*** Opening QUOTED PASSAGE ***
On March 31, 2006, the New York Times published a front page article under the headline, “Long-Awaited Medical Study Questions the Power of Prayer.” The article reported the results of a multiyear study designed to determine whether prayers offered by strangers influenced the recovery of people undergoing heart surgery—they did not.
Published in the prominent American Heart Journal, this was the latest in a line of medical research studies published over the past forty years that sought the answer to this hotly debated question.
But do these findings actually lead to a final conclusion that intercessory prayer does not help people recover from heart surgery? Can such a question be answered through a double-blind clinical trial? Is prayer “measured” in these studies in ways that even make sense?
The health care providers I interviewed for my book about religion and spirituality in hospitals asked me some of these questions; wanting to know what I thought about intercessory prayer studies as a scholar of religion. Knowing nothing about them I began to read, recently publishing in the Journal of Religion what I believe to be the first social history of medical studies of intercessory prayer.
Between 1965 and 2006, about 75 researchers working in small teams published eighteen research articles in English language medical literature reporting on intercessory prayer studies. The Cochrane Review (an organization that compiles medical studies on specific topics to offer clear recommendations) analyzed the literature—first in the 1990s, and several times since. While initially they suggested further study of intercessory prayer, TCR recently called for an end to such studies.
Intercessory prayer studies first gained broad media attention in the United States in 1988 when Dr. Robert Byrd published an article, “Positive Therapeutic Effects of Intercessory Prayer in a Coronary Care Unit Population,” in the Southern Medical Journal.
The study included 393 people admitted to the cardiac care unit at San Francisco General Hospital, half of whom were prayed for by born-again Christians who were active in local churches. Each intercessor was given the assigned patients’ names, diagnoses, and general conditions, and asked to pray for “rapid recovery” and for “prevention of complications and death.” After analyzing the data gathered, Byrd concluded that “intercessory prayer to the Judeo-Christian God has a beneficial therapeutic effect in patients admitted to the CCU [cardiac care unit].”
Patients who were prayed for by born-again Christians they had never met, he argued, had better health outcomes than those who were not the subjects of prayer. A later study, “A Randomized Controlled Trial of the Effects of Remote Intercessory Prayer on Outcomes in Patients Admitted to the Coronary Care Unit,” led by William H. Harris and published in the Archives of Internal Medicine in 1999, claimed to confirm these positive findings.
On the other hand, many studies reported negative effects of intercessory prayer, finding (like Benson and colleagues in 2006) that prayer did not improve the health of those prayed for. As time went on, researchers and people who wrote letters to the medical journals’ editors in response to these studies also began to wrestle with bigger questions. They asked how prayer should be offered in such studies, what the right “dosage” is, how intercessors should be trained, and how to handle non-Christian intercessors.
*** Closing QUOTED PASSAGE ***
*** Opening PROVIDED MATERIAL ***
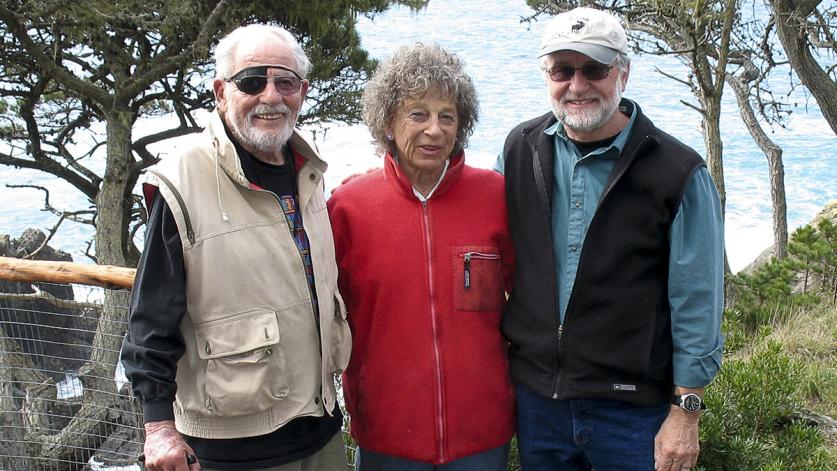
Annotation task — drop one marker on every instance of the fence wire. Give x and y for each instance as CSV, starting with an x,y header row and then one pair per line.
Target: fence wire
x,y
65,403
*** Closing PROVIDED MATERIAL ***
● WHAT YOU NEED TO DO: Transcribe the prayer-study article word for word, starting at "On the other" and ending at "handle non-Christian intercessors.". Rely only on the prayer-study article, not on the data.

● EXPECTED OUTPUT:
On the other hand, many studies reported negative effects of intercessory prayer, finding (like Benson and colleagues in 2006) that prayer did not improve the health of those prayed for. As time went on, researchers and people who wrote letters to the medical journals’ editors in response to these studies also began to wrestle with bigger questions. They asked how prayer should be offered in such studies, what the right “dosage” is, how intercessors should be trained, and how to handle non-Christian intercessors.